* WORK TO DO
Pull out each line of the stored data below that contains the word "covered".

>> BEGIN SUPPLIED MATERIAL

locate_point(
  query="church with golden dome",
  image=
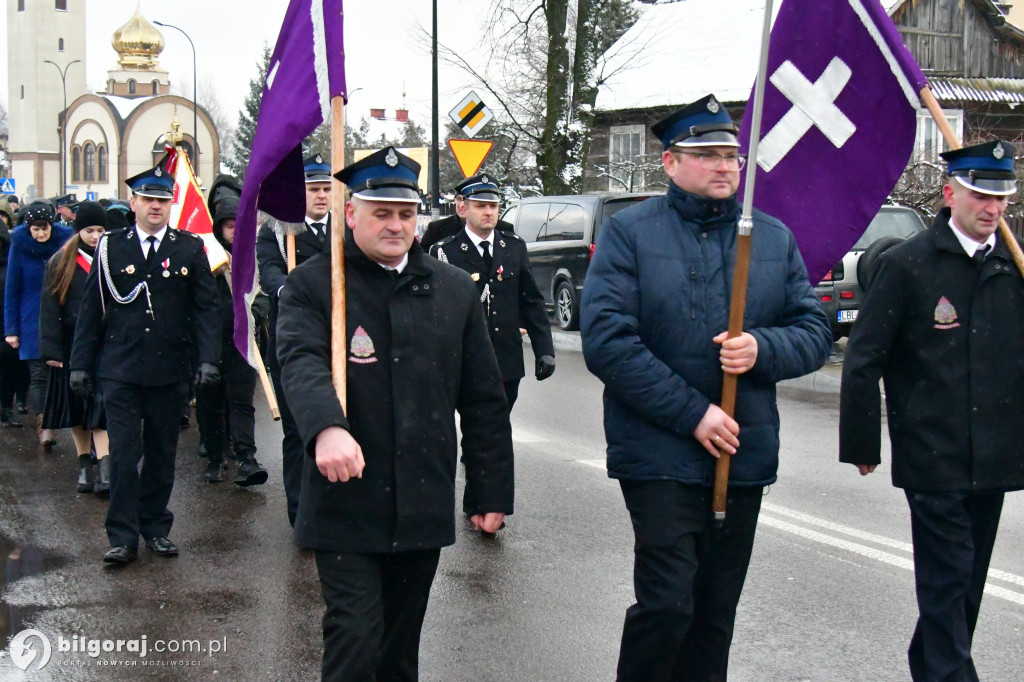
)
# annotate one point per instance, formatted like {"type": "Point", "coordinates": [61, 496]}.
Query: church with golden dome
{"type": "Point", "coordinates": [101, 137]}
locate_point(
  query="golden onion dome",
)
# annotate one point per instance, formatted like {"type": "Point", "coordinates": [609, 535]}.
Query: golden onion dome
{"type": "Point", "coordinates": [137, 43]}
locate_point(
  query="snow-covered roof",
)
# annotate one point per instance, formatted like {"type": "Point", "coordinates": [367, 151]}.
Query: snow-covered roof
{"type": "Point", "coordinates": [680, 51]}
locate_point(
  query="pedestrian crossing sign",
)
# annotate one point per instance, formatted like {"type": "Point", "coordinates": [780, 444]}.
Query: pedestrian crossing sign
{"type": "Point", "coordinates": [471, 115]}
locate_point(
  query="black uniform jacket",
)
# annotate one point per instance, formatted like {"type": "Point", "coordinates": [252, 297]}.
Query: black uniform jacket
{"type": "Point", "coordinates": [945, 335]}
{"type": "Point", "coordinates": [56, 322]}
{"type": "Point", "coordinates": [129, 344]}
{"type": "Point", "coordinates": [513, 299]}
{"type": "Point", "coordinates": [273, 266]}
{"type": "Point", "coordinates": [417, 351]}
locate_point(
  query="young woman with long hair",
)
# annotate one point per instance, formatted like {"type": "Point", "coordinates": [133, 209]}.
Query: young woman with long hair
{"type": "Point", "coordinates": [61, 298]}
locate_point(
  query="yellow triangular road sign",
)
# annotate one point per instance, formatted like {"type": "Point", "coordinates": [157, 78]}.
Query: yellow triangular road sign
{"type": "Point", "coordinates": [470, 154]}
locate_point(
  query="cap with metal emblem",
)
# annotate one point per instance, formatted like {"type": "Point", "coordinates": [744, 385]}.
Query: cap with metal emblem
{"type": "Point", "coordinates": [386, 175]}
{"type": "Point", "coordinates": [987, 168]}
{"type": "Point", "coordinates": [704, 123]}
{"type": "Point", "coordinates": [155, 182]}
{"type": "Point", "coordinates": [316, 169]}
{"type": "Point", "coordinates": [478, 187]}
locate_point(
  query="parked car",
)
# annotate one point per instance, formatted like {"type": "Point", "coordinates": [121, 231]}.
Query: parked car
{"type": "Point", "coordinates": [842, 291]}
{"type": "Point", "coordinates": [560, 232]}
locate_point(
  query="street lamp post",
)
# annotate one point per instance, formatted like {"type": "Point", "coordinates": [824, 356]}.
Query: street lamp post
{"type": "Point", "coordinates": [64, 122]}
{"type": "Point", "coordinates": [195, 101]}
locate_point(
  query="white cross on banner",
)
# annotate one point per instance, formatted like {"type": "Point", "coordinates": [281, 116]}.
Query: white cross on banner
{"type": "Point", "coordinates": [813, 104]}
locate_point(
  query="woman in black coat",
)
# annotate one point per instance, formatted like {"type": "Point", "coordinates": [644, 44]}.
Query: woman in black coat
{"type": "Point", "coordinates": [64, 289]}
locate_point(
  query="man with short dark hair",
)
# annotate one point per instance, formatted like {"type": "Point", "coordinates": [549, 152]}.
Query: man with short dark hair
{"type": "Point", "coordinates": [378, 484]}
{"type": "Point", "coordinates": [655, 317]}
{"type": "Point", "coordinates": [148, 293]}
{"type": "Point", "coordinates": [498, 262]}
{"type": "Point", "coordinates": [942, 325]}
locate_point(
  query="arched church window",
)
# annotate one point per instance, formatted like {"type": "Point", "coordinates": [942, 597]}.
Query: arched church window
{"type": "Point", "coordinates": [101, 156]}
{"type": "Point", "coordinates": [89, 162]}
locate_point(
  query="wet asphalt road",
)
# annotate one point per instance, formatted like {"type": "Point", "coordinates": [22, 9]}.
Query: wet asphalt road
{"type": "Point", "coordinates": [829, 595]}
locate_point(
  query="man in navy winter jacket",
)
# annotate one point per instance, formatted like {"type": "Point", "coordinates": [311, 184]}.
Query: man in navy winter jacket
{"type": "Point", "coordinates": [655, 312]}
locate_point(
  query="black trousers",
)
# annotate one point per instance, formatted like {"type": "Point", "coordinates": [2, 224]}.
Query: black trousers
{"type": "Point", "coordinates": [953, 536]}
{"type": "Point", "coordinates": [141, 422]}
{"type": "Point", "coordinates": [375, 609]}
{"type": "Point", "coordinates": [687, 577]}
{"type": "Point", "coordinates": [292, 450]}
{"type": "Point", "coordinates": [511, 392]}
{"type": "Point", "coordinates": [13, 376]}
{"type": "Point", "coordinates": [226, 409]}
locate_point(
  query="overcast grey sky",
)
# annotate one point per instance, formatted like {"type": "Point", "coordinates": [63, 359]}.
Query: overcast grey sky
{"type": "Point", "coordinates": [384, 55]}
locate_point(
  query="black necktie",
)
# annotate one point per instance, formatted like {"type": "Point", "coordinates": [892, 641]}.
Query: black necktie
{"type": "Point", "coordinates": [486, 255]}
{"type": "Point", "coordinates": [979, 255]}
{"type": "Point", "coordinates": [151, 257]}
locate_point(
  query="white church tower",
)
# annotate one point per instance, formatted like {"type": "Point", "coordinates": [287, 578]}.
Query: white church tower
{"type": "Point", "coordinates": [45, 39]}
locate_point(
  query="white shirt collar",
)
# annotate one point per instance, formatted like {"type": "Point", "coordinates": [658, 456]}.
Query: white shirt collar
{"type": "Point", "coordinates": [478, 241]}
{"type": "Point", "coordinates": [142, 237]}
{"type": "Point", "coordinates": [399, 267]}
{"type": "Point", "coordinates": [970, 246]}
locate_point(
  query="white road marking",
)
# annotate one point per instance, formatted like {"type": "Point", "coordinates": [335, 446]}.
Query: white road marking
{"type": "Point", "coordinates": [856, 548]}
{"type": "Point", "coordinates": [597, 464]}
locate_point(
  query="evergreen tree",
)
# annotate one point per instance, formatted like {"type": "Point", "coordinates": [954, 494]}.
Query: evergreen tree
{"type": "Point", "coordinates": [238, 160]}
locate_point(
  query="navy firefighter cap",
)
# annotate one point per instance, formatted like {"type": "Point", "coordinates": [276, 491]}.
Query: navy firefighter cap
{"type": "Point", "coordinates": [986, 168]}
{"type": "Point", "coordinates": [155, 182]}
{"type": "Point", "coordinates": [386, 175]}
{"type": "Point", "coordinates": [704, 123]}
{"type": "Point", "coordinates": [316, 169]}
{"type": "Point", "coordinates": [478, 187]}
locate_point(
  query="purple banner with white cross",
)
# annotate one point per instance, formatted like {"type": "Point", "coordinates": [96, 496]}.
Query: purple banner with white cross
{"type": "Point", "coordinates": [838, 126]}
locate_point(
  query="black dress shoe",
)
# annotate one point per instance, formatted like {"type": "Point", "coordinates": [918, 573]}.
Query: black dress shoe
{"type": "Point", "coordinates": [121, 555]}
{"type": "Point", "coordinates": [250, 473]}
{"type": "Point", "coordinates": [162, 547]}
{"type": "Point", "coordinates": [215, 471]}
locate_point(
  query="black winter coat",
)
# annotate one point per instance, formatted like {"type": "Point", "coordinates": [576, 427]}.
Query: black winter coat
{"type": "Point", "coordinates": [513, 299]}
{"type": "Point", "coordinates": [56, 322]}
{"type": "Point", "coordinates": [130, 345]}
{"type": "Point", "coordinates": [418, 351]}
{"type": "Point", "coordinates": [945, 335]}
{"type": "Point", "coordinates": [273, 267]}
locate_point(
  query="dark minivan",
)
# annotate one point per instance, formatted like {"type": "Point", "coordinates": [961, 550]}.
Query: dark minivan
{"type": "Point", "coordinates": [560, 232]}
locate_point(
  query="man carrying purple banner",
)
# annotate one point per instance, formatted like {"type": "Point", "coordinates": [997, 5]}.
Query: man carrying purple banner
{"type": "Point", "coordinates": [654, 317]}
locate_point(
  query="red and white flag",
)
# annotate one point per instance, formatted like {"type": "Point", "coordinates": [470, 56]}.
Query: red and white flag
{"type": "Point", "coordinates": [188, 210]}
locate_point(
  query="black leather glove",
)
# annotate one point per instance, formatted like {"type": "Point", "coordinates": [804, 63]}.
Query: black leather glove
{"type": "Point", "coordinates": [81, 384]}
{"type": "Point", "coordinates": [208, 375]}
{"type": "Point", "coordinates": [545, 367]}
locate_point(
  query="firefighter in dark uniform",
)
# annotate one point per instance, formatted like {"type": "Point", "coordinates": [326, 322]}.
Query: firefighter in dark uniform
{"type": "Point", "coordinates": [942, 325]}
{"type": "Point", "coordinates": [498, 263]}
{"type": "Point", "coordinates": [150, 292]}
{"type": "Point", "coordinates": [378, 486]}
{"type": "Point", "coordinates": [453, 224]}
{"type": "Point", "coordinates": [271, 256]}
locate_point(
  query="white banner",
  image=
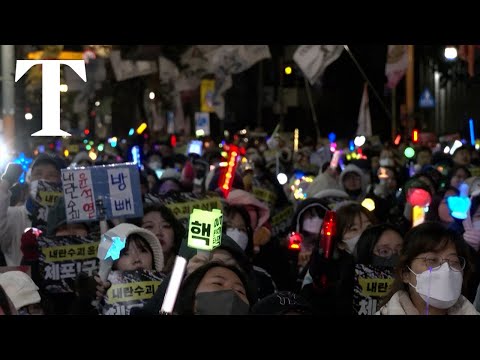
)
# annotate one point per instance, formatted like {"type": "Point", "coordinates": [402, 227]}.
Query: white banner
{"type": "Point", "coordinates": [314, 59]}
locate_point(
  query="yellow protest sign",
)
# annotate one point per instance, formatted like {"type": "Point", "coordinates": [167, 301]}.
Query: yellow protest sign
{"type": "Point", "coordinates": [205, 229]}
{"type": "Point", "coordinates": [375, 287]}
{"type": "Point", "coordinates": [207, 90]}
{"type": "Point", "coordinates": [70, 252]}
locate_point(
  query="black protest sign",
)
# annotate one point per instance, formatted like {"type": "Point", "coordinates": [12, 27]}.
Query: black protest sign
{"type": "Point", "coordinates": [130, 289]}
{"type": "Point", "coordinates": [371, 284]}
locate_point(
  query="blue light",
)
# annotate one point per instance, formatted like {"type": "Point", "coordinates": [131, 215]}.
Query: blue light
{"type": "Point", "coordinates": [351, 145]}
{"type": "Point", "coordinates": [117, 245]}
{"type": "Point", "coordinates": [332, 137]}
{"type": "Point", "coordinates": [136, 156]}
{"type": "Point", "coordinates": [472, 132]}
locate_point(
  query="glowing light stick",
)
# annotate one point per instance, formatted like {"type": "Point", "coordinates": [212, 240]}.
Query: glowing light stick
{"type": "Point", "coordinates": [419, 199]}
{"type": "Point", "coordinates": [459, 205]}
{"type": "Point", "coordinates": [204, 233]}
{"type": "Point", "coordinates": [173, 285]}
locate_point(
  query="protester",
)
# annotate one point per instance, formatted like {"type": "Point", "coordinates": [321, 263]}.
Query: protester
{"type": "Point", "coordinates": [431, 274]}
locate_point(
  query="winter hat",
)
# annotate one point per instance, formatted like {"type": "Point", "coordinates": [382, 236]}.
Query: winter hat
{"type": "Point", "coordinates": [51, 159]}
{"type": "Point", "coordinates": [20, 288]}
{"type": "Point", "coordinates": [124, 230]}
{"type": "Point", "coordinates": [355, 169]}
{"type": "Point", "coordinates": [282, 302]}
{"type": "Point", "coordinates": [82, 156]}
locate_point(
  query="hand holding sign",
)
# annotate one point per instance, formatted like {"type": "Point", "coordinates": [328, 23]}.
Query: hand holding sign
{"type": "Point", "coordinates": [459, 205]}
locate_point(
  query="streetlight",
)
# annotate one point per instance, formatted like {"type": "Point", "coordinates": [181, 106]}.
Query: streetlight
{"type": "Point", "coordinates": [450, 53]}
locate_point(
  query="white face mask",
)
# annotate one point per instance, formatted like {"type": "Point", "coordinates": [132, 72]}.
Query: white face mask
{"type": "Point", "coordinates": [439, 288]}
{"type": "Point", "coordinates": [476, 225]}
{"type": "Point", "coordinates": [312, 224]}
{"type": "Point", "coordinates": [240, 237]}
{"type": "Point", "coordinates": [351, 243]}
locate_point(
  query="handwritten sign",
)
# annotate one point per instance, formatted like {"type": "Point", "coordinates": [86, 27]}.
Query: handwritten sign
{"type": "Point", "coordinates": [130, 289]}
{"type": "Point", "coordinates": [371, 284]}
{"type": "Point", "coordinates": [205, 229]}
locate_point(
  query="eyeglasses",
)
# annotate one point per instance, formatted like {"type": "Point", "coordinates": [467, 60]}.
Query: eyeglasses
{"type": "Point", "coordinates": [385, 252]}
{"type": "Point", "coordinates": [455, 263]}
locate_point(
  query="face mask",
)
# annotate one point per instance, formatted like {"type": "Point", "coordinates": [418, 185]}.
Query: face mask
{"type": "Point", "coordinates": [444, 213]}
{"type": "Point", "coordinates": [351, 243]}
{"type": "Point", "coordinates": [440, 288]}
{"type": "Point", "coordinates": [222, 302]}
{"type": "Point", "coordinates": [386, 162]}
{"type": "Point", "coordinates": [33, 189]}
{"type": "Point", "coordinates": [240, 237]}
{"type": "Point", "coordinates": [354, 193]}
{"type": "Point", "coordinates": [312, 225]}
{"type": "Point", "coordinates": [476, 225]}
{"type": "Point", "coordinates": [390, 261]}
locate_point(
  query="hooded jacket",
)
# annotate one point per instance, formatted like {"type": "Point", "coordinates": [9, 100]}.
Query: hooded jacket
{"type": "Point", "coordinates": [400, 304]}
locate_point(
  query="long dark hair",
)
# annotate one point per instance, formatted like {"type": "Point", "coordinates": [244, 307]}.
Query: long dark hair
{"type": "Point", "coordinates": [230, 211]}
{"type": "Point", "coordinates": [429, 236]}
{"type": "Point", "coordinates": [167, 214]}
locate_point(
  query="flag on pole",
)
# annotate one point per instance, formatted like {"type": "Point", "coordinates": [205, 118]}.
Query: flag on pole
{"type": "Point", "coordinates": [364, 118]}
{"type": "Point", "coordinates": [397, 64]}
{"type": "Point", "coordinates": [314, 59]}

>> END SUPPLIED MATERIAL

* EXERCISE SOLUTION
  query="snow-covered roof",
Query: snow-covered roof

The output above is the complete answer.